WORK INSTRUCTION:
Filter the records for "green" and keep each line that has it.

[Opening RECORDS TO USE section]

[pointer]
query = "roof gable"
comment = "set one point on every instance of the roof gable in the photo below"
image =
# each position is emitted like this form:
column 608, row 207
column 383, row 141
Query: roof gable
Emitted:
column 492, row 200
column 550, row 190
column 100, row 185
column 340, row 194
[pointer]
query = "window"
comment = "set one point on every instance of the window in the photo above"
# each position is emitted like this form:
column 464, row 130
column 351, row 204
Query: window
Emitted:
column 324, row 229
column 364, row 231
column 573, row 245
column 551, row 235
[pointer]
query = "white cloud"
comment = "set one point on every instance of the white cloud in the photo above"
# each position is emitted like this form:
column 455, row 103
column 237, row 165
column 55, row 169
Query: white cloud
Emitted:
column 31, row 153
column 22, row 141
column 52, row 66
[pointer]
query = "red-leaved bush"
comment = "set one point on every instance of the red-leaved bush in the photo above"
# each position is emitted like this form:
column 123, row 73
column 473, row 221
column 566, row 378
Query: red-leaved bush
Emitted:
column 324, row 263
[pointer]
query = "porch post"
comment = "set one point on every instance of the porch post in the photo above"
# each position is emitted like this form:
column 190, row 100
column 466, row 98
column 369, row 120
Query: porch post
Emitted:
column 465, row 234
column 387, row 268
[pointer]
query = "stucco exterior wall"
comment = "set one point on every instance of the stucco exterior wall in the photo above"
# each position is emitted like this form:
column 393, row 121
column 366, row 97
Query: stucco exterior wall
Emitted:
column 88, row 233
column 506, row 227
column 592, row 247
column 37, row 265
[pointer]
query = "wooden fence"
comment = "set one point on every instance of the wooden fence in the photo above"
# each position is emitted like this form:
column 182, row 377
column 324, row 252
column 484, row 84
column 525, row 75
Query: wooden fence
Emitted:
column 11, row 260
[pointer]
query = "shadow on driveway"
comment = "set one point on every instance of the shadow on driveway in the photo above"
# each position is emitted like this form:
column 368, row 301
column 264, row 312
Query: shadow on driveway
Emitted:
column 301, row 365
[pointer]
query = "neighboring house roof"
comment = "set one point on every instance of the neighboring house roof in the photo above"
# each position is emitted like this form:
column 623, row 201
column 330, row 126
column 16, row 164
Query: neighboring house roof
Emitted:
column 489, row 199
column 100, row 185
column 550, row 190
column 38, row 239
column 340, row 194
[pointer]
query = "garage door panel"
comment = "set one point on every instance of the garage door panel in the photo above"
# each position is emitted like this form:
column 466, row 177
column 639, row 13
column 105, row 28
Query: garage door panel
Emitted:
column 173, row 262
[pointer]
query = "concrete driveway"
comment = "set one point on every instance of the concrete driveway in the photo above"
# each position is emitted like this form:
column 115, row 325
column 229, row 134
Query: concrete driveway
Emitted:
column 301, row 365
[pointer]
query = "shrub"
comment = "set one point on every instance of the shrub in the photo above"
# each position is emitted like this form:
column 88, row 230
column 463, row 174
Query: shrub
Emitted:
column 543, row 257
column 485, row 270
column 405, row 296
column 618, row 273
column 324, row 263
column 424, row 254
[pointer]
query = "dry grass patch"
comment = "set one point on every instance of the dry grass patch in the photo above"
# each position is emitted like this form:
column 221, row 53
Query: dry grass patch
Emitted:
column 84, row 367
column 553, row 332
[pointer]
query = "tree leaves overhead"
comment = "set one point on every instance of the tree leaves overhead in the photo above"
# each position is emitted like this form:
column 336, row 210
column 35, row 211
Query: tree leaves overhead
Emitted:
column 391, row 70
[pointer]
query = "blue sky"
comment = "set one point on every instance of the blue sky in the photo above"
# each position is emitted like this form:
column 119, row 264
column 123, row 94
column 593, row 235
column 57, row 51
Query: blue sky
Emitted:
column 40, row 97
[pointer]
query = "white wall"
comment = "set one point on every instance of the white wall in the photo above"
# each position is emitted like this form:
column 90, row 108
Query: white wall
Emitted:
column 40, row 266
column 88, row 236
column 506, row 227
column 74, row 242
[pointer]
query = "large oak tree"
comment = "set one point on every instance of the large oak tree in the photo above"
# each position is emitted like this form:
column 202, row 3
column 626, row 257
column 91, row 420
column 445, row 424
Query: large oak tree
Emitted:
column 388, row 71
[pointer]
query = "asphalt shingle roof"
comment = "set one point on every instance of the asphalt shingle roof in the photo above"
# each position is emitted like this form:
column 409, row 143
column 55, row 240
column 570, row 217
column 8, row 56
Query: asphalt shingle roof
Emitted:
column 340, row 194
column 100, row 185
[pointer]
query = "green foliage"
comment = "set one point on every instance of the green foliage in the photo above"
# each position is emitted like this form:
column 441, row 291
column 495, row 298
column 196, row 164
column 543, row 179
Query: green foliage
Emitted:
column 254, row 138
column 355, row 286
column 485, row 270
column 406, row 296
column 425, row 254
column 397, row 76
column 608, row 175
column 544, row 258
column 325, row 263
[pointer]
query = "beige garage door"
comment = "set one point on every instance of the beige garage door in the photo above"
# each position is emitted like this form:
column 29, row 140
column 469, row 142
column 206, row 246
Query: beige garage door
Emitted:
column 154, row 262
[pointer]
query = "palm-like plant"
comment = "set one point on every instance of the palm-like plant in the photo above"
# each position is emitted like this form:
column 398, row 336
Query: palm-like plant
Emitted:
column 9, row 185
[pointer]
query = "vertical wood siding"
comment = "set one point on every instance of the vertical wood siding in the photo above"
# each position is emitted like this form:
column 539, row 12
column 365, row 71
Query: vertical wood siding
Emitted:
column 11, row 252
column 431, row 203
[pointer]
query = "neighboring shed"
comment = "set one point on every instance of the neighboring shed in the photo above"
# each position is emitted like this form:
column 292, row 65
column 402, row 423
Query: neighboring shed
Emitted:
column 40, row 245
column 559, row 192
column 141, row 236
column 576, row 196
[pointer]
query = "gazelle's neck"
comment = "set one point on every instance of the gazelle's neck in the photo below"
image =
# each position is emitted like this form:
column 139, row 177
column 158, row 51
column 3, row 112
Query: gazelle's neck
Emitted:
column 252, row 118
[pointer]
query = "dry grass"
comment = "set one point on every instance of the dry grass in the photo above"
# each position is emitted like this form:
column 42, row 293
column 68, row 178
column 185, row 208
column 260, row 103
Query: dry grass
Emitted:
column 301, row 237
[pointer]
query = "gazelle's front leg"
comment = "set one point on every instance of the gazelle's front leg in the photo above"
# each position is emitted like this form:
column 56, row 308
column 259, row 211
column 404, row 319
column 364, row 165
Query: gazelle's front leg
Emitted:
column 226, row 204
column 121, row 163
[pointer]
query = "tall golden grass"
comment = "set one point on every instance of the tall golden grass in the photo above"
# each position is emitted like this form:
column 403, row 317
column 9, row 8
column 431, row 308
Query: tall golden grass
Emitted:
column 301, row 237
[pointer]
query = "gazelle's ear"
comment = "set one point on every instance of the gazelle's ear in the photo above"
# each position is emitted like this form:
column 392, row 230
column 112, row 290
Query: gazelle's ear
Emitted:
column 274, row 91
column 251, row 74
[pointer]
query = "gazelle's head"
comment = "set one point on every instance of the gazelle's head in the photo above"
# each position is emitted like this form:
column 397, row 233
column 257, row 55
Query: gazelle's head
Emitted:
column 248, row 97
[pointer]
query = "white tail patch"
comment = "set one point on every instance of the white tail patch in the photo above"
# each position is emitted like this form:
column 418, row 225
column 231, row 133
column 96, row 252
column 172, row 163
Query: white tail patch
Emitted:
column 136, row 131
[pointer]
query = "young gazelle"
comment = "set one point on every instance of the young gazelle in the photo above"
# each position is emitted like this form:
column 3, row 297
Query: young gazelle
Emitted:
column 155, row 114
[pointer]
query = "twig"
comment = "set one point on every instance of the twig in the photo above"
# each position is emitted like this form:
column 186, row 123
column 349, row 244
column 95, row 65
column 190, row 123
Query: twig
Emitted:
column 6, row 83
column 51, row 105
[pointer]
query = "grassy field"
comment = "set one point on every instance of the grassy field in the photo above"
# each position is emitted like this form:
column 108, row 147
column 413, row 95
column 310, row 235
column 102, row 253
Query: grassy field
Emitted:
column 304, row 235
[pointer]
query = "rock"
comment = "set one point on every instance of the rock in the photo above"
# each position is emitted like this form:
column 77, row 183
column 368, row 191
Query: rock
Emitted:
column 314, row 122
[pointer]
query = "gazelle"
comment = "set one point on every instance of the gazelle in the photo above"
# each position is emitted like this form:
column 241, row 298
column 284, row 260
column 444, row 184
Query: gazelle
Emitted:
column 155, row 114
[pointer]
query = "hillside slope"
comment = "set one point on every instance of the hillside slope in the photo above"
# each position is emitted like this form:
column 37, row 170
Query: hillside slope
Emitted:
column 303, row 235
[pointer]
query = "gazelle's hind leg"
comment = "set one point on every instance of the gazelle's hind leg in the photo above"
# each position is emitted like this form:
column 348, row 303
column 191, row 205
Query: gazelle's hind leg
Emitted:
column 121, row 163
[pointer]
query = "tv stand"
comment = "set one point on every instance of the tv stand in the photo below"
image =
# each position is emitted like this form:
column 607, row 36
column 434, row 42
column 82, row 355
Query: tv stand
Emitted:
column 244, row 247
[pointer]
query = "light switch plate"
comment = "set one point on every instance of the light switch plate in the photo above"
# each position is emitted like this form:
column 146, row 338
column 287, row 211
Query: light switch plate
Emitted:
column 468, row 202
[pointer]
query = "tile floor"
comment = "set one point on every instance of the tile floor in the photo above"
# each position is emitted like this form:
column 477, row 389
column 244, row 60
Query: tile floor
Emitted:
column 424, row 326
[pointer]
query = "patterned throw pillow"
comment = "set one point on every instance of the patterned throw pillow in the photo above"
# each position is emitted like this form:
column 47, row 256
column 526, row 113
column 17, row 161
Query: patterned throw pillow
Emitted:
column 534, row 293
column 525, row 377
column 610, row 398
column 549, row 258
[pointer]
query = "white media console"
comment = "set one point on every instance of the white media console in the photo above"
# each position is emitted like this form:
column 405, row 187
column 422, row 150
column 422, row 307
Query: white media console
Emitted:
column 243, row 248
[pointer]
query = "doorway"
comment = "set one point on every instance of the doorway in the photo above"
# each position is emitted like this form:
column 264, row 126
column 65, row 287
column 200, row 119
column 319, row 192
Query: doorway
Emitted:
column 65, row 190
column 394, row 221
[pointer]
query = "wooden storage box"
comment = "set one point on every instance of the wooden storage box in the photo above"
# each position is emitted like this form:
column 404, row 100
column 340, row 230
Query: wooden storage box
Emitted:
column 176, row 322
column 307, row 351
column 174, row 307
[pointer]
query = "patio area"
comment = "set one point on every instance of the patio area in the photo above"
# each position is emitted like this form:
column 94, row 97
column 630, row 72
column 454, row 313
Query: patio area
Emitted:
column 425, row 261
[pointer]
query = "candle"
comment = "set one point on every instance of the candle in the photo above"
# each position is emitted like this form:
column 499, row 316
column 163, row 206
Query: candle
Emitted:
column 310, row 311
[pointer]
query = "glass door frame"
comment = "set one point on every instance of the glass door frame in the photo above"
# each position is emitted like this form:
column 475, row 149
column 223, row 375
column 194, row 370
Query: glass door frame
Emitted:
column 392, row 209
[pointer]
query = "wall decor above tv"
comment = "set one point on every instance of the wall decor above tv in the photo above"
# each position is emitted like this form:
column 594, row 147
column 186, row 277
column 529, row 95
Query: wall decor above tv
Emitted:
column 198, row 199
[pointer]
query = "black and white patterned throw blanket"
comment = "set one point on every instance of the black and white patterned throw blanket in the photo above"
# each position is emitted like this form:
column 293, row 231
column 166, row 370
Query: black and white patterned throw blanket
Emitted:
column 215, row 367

[Closing RECORDS TO USE section]

YOUR RESPONSE:
query = "green foliage"
comment = "set one point on every instance of the green foliage in the photo above"
Query: green foliage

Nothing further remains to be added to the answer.